- **WORK REQUIRED**: Copy the records below without any change, starting at the line with "object=man wearing white turban" and continuing through the end of the records.

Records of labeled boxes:
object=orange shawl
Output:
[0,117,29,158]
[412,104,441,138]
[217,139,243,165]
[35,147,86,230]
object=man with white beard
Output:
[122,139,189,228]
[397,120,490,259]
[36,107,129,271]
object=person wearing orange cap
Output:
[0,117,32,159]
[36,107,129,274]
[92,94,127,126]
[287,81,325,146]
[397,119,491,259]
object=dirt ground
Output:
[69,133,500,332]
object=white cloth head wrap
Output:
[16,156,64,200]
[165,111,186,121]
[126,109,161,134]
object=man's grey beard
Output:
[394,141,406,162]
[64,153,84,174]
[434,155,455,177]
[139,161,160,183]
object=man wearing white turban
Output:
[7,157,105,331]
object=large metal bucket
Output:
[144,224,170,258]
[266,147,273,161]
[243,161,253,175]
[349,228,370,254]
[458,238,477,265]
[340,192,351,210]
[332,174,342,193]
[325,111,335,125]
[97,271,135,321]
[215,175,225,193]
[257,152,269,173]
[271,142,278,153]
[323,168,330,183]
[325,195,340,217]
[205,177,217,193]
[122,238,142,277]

- **FINAL RESULT**:
object=man wearing white turban
Output:
[7,157,105,331]
object=large metal bucket
Output:
[144,224,170,258]
[266,147,273,161]
[243,161,253,175]
[349,228,370,254]
[458,238,477,265]
[340,192,351,210]
[332,174,342,193]
[325,111,335,125]
[97,271,135,321]
[215,175,225,193]
[257,152,269,173]
[271,142,278,153]
[323,168,330,183]
[325,195,340,217]
[205,177,217,193]
[122,238,142,277]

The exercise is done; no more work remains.